BEGIN
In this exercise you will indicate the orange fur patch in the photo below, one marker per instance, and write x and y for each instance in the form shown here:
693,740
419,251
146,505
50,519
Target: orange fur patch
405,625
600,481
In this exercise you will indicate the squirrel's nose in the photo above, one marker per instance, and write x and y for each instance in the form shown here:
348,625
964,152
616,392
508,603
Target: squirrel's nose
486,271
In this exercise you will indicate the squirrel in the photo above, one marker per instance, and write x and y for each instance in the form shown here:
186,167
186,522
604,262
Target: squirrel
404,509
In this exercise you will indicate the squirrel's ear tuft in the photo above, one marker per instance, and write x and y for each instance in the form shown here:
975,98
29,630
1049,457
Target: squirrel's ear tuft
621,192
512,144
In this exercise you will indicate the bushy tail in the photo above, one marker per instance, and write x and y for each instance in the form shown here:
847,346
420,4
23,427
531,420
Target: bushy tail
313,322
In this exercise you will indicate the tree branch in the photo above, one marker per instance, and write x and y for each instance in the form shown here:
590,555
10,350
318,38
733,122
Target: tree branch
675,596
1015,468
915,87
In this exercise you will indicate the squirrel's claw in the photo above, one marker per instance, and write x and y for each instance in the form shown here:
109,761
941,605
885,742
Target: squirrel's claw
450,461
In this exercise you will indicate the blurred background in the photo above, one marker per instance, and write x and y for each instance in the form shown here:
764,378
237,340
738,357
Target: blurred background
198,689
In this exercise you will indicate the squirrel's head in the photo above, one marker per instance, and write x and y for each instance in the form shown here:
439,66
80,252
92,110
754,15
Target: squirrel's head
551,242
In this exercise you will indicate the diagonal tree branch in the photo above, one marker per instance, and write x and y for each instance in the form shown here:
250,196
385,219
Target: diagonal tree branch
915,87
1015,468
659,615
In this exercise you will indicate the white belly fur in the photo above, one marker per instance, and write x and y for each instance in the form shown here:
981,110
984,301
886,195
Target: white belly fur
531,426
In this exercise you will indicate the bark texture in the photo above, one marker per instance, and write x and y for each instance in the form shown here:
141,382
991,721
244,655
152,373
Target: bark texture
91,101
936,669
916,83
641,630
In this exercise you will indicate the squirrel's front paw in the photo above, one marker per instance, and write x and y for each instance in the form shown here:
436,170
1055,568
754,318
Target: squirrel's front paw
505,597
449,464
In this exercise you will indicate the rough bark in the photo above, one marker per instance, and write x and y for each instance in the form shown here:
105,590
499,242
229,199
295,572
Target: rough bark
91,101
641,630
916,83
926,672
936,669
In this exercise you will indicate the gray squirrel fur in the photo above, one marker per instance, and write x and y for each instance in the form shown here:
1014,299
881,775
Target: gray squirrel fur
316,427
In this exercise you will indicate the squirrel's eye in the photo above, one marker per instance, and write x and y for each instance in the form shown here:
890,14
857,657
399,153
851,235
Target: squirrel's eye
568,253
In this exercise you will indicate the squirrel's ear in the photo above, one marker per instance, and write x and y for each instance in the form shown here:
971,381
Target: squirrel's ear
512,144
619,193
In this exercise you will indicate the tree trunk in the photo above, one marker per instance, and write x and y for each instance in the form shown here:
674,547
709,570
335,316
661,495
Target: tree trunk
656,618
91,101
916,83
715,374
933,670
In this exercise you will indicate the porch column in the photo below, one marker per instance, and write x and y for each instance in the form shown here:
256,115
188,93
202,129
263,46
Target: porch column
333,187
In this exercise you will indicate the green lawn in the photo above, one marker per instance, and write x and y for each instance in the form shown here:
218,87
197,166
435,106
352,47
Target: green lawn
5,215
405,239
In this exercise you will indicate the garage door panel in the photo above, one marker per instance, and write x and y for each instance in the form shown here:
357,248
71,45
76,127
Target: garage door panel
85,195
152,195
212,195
END
> [WHAT YOU HAVE TO DO]: Please give the number of lines above in which the word "below" appears, without any other text.

> [OUTPUT OF THE TASK]: 2